**Task objective**
Taking the first line of the listing as the start and the line containing "MULTIPOLYGON (((416 145, 420" as the end, reproduce everything in between exactly, both ends included.

**Information supplied**
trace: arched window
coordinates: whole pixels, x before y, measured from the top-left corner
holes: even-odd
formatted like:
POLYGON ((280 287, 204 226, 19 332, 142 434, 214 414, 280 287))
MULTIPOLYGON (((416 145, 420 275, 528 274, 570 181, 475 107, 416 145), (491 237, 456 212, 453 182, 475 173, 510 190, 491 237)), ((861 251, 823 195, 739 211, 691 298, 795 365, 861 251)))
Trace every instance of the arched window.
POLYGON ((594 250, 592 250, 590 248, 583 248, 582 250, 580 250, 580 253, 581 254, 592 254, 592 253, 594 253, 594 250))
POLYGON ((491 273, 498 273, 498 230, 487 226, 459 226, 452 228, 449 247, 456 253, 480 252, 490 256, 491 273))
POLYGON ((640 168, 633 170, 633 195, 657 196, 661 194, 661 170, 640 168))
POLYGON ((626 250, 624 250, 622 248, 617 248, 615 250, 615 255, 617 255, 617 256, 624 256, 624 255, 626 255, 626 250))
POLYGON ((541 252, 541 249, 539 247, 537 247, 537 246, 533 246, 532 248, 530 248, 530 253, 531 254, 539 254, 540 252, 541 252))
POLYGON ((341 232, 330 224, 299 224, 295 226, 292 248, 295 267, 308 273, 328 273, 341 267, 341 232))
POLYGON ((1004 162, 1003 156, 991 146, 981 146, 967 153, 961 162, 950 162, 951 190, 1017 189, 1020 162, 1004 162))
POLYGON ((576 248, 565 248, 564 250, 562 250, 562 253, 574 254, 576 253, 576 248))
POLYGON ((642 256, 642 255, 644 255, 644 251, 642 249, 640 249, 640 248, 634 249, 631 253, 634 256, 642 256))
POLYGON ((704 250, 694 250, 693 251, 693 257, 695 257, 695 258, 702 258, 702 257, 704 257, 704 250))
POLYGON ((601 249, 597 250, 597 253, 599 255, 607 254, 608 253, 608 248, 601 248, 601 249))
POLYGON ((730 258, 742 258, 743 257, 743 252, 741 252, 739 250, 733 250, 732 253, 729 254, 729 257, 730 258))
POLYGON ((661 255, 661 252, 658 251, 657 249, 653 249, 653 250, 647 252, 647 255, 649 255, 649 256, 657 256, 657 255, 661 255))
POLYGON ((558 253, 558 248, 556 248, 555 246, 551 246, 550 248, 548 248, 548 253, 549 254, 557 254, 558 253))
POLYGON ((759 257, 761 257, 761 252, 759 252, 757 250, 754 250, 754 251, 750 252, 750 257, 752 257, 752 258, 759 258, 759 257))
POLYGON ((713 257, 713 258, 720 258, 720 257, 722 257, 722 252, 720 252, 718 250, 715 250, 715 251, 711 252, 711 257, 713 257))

**Output for this task**
trace: arched window
coordinates: whole pixels, x before y, measured from the top-left corner
holes: even-odd
formatted like:
POLYGON ((280 287, 204 226, 19 332, 142 434, 214 414, 280 287))
MULTIPOLYGON (((416 145, 420 275, 528 274, 570 181, 475 107, 416 145), (491 237, 456 212, 453 182, 475 173, 510 190, 491 237)), ((861 251, 823 195, 739 211, 691 298, 795 365, 861 251)))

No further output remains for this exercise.